| Required action |
Decide whether each statement agrees with the labeling methods text below. For each, answer yes or no and quote the words of the text that decide it.
1. Unlabeled cysteine was added to the culture medium to keep methionine from being converted to cysteine.
2. The tubes were shaken once, for 60 s.
3. The proteins were hydrolyzed at 100 °C for 24 h.

(Beginning of Text)

For double labeling, 0.75-1 mCi of L-[4,5-^3H]leucine was added with one of the following L-U-^14C-labeled amino acids: Ile, Tyr, Phe (200 µCi), Arg, His, Lys (400 µCi), or a S-labeled amino acid Cys or Met (400 µCi). To avoid conversion of methionine to cysteine, 1 mM unlabeled cysteine was added to the culture medium. In one case, leucine was supplied as ^14C-labeled amino acid (60 µCi) with L-[5-^3H]tryptophan (1 mM). S- and ^3H-labeled amino acids were purchased from Amersham Corp. U-^14C-labeled amino acids were produced and purified in our laboratory. All isotopes were of the highest available specific activity.

After labeling, cells were collected by centrifugation, washed with 200 µl of H(2)O, and frozen as a pellet at -180 °C. To avoid problems of radiolysis, the cell pellet should be analyzed within 1 month.

Measurement of Amino Acids Conversion

Frozen cells were resuspended in 200 µl of H(2)O and disrupted by shaking in the presence of 50 mg of glass beads (0.45 mm) on a Mini BeadBeater (Biospec products). The tubes were agitated twice for 30 s at 30-s intervals and left on ice between shakings. Cells were then centrifuged, and proteins were precipitated twice with trichloroacetic acid. The proteins were then hydrolyzed at 100 °C for 12 h in 6 M HCl. After evaporation of HCl, samples were applied to HPLC (^1)column (Adsorbosphere OPA HS 5 µm, 100 times 4.6 mm; Alltech) equipped for o-phthaldialdehyde derivatization essentially as described by Godel et al.(15) . The postcolumn radioactive detection was obtained after fractionation in 0.5-ml sample (three fractions/min) by scintillation counting of each fraction. Alternatively, samples were applied on cellulose thin layer chromatography in two different solvent systems (butanol-1/acetic acid/water (90/15/33) and isoamylalcohol/acetic acid/pyridine/water (20/5/40/20)), and radiolabeled amino acids were quantified by phosphor technology (Phosphor-Imager, Molecular Dynamics). Similar results were obtained by both methods.

(End of Text)
(Beginning of Supplied entries)

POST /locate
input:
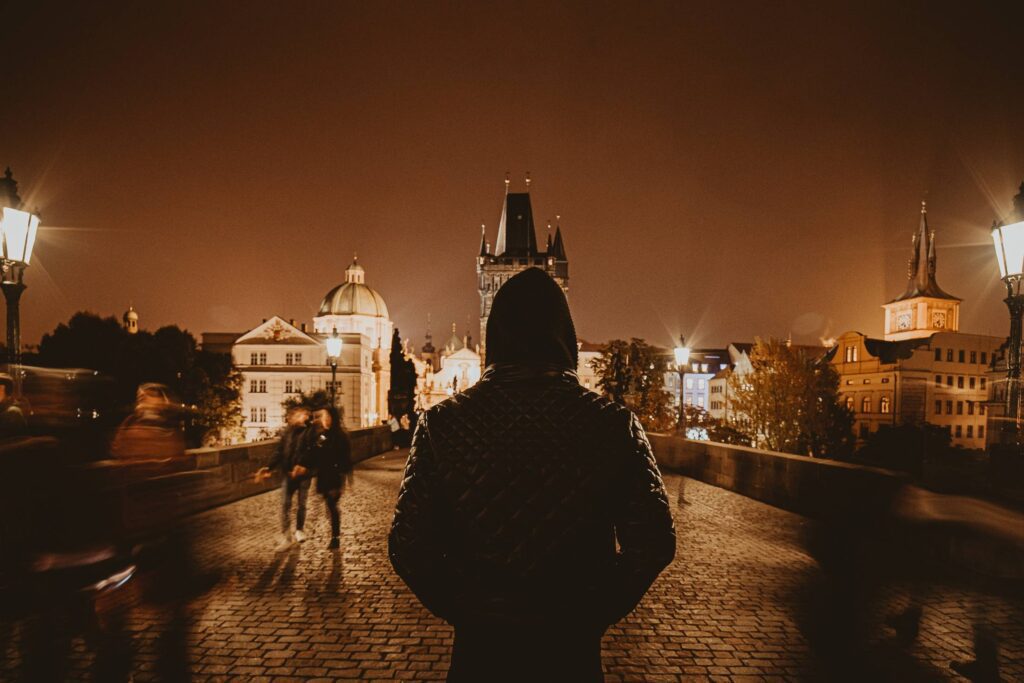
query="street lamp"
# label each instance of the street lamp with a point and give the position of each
(17, 237)
(682, 360)
(334, 344)
(1009, 243)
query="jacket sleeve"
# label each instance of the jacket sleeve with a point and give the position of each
(415, 544)
(643, 525)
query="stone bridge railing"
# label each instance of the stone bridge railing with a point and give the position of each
(43, 497)
(855, 503)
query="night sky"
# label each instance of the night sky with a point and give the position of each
(725, 170)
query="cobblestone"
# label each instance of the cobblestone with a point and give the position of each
(726, 609)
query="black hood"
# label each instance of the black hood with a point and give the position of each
(529, 323)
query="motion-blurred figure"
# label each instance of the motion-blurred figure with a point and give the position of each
(332, 457)
(292, 457)
(154, 429)
(11, 419)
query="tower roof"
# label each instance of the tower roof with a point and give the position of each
(515, 231)
(921, 273)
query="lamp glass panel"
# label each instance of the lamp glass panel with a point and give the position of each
(1013, 245)
(334, 346)
(18, 232)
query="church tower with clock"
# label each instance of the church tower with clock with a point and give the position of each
(923, 308)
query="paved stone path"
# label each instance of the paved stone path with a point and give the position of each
(726, 609)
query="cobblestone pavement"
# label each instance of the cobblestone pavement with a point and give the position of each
(726, 609)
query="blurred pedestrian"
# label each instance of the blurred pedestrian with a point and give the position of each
(515, 494)
(291, 456)
(332, 457)
(154, 429)
(11, 419)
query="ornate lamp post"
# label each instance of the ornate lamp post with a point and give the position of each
(682, 353)
(334, 344)
(1009, 242)
(17, 237)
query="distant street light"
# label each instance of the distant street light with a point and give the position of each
(334, 344)
(1009, 243)
(17, 237)
(682, 360)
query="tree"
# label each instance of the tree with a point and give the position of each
(791, 402)
(205, 383)
(633, 374)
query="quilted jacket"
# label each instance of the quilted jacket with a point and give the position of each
(515, 495)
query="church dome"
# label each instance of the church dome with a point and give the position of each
(353, 297)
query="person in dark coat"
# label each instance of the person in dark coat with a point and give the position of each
(331, 454)
(515, 494)
(291, 456)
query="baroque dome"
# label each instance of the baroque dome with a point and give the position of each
(353, 297)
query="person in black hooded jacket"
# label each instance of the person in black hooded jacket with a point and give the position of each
(515, 494)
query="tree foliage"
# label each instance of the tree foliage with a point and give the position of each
(633, 374)
(791, 402)
(206, 383)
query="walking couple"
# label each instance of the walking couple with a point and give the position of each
(318, 449)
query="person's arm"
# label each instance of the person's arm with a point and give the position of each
(415, 544)
(643, 525)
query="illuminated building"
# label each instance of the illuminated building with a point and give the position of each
(279, 358)
(924, 370)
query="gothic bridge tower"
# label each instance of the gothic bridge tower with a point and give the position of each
(515, 251)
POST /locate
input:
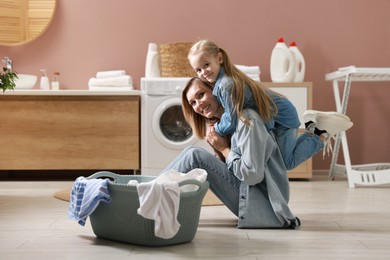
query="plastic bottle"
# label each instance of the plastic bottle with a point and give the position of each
(299, 70)
(55, 83)
(282, 63)
(152, 67)
(45, 84)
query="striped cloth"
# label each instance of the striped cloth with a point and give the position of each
(85, 197)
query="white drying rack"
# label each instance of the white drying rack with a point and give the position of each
(364, 174)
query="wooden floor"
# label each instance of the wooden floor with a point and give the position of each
(337, 223)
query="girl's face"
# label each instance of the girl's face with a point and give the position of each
(206, 66)
(202, 101)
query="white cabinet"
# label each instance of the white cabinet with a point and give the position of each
(300, 94)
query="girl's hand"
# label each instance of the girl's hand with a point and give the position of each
(219, 143)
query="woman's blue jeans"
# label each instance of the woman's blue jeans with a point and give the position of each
(222, 182)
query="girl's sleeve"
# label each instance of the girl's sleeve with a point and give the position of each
(252, 147)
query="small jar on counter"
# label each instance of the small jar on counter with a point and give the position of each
(55, 83)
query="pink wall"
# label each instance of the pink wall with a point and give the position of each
(90, 36)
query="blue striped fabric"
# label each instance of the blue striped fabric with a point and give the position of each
(85, 197)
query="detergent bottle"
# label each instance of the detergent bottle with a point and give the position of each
(152, 67)
(282, 63)
(299, 70)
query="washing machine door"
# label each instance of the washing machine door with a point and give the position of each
(170, 127)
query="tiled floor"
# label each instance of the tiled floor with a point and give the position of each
(338, 223)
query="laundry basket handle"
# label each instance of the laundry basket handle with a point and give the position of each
(201, 185)
(105, 174)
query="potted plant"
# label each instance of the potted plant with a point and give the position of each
(7, 80)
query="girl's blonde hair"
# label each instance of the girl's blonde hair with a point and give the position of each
(195, 120)
(266, 106)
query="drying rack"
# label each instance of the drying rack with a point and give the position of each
(364, 174)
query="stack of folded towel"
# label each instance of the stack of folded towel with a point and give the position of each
(111, 80)
(251, 71)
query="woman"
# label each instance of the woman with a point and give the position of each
(249, 175)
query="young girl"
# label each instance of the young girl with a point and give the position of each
(235, 91)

(End of Supplied entries)

| Result |
1. Yes: "To avoid conversion of methionine to cysteine, 1 mM unlabeled cysteine was added to the culture medium."
2. No: "The tubes were agitated twice for 30 s at 30-s intervals"
3. No: "The proteins were then hydrolyzed at 100 °C for 12 h in 6 M HCl."